Point labeling examples:
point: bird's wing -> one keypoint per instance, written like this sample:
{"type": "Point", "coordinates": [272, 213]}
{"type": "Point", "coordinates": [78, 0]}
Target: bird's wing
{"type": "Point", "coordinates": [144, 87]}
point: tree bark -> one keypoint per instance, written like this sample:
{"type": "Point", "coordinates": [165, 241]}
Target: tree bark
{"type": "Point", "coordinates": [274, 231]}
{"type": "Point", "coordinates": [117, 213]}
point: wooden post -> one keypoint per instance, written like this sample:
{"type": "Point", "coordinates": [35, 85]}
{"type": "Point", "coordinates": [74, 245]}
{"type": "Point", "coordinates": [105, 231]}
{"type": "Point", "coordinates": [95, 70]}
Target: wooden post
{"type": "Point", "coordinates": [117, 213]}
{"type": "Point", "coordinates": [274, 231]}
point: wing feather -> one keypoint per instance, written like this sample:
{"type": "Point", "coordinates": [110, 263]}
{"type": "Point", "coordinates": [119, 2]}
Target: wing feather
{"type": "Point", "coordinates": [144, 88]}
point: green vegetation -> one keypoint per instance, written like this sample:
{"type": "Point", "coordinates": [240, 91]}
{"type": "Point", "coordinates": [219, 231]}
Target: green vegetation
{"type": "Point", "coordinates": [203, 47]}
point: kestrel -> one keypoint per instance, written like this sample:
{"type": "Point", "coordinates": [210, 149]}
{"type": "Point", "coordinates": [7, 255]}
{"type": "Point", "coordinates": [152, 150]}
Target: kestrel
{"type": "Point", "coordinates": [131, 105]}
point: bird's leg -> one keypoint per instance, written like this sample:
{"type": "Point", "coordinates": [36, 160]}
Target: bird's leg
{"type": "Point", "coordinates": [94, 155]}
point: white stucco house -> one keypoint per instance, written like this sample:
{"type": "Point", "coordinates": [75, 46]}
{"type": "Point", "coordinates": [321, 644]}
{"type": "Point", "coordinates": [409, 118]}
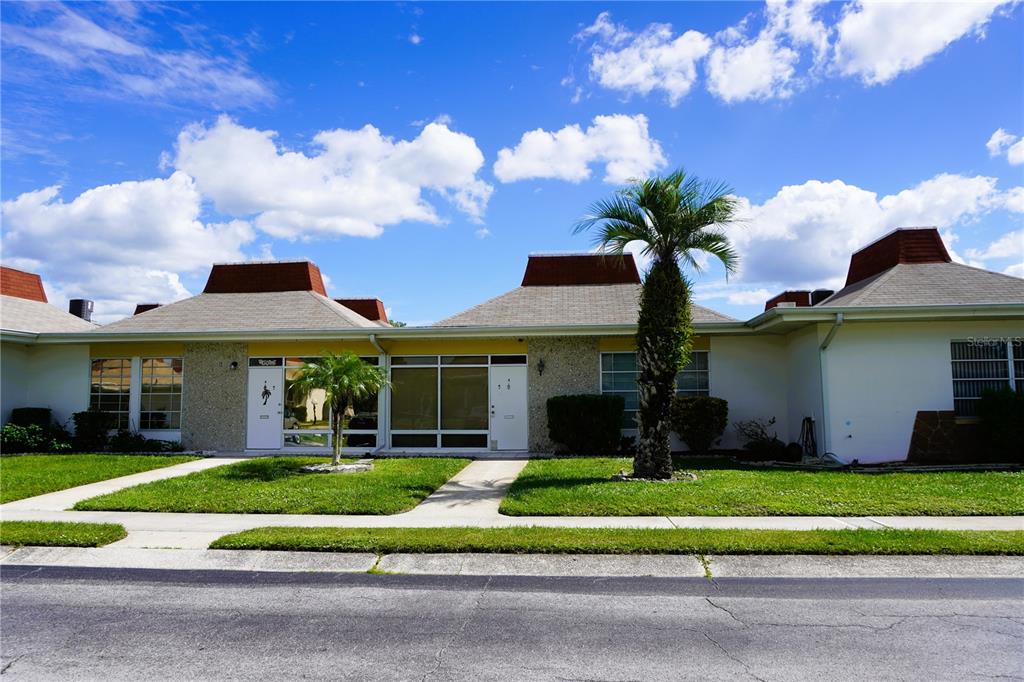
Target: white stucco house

GIVEN PROBLEM: Leave the pictures out. Extract exactly the lines running from the one with "point: wing feather" through the last entry, both ends included.

EXERCISE RESULT:
point: wing feather -> one keypoint per instance, written like this sample:
{"type": "Point", "coordinates": [110, 263]}
{"type": "Point", "coordinates": [119, 2]}
Target: wing feather
{"type": "Point", "coordinates": [144, 88]}
point: green vegetation -> one keypoint per instance, written like this sample:
{"type": "Point", "coordinates": [240, 91]}
{"type": "Point", "coordinates": [219, 231]}
Target: green vegetation
{"type": "Point", "coordinates": [203, 47]}
point: kestrel -> one keypoint per instance, written like this sample:
{"type": "Point", "coordinates": [210, 149]}
{"type": "Point", "coordinates": [7, 255]}
{"type": "Point", "coordinates": [152, 150]}
Target: kestrel
{"type": "Point", "coordinates": [131, 105]}
point: bird's leg -> one keypoint per instance, written like this sample:
{"type": "Point", "coordinates": [36, 160]}
Target: bird's leg
{"type": "Point", "coordinates": [94, 155]}
point: white stucco house -> one keypoint per instance, written like this sample:
{"type": "Point", "coordinates": [75, 46]}
{"type": "Point", "coordinates": [321, 644]}
{"type": "Point", "coordinates": [409, 118]}
Target: white stucco house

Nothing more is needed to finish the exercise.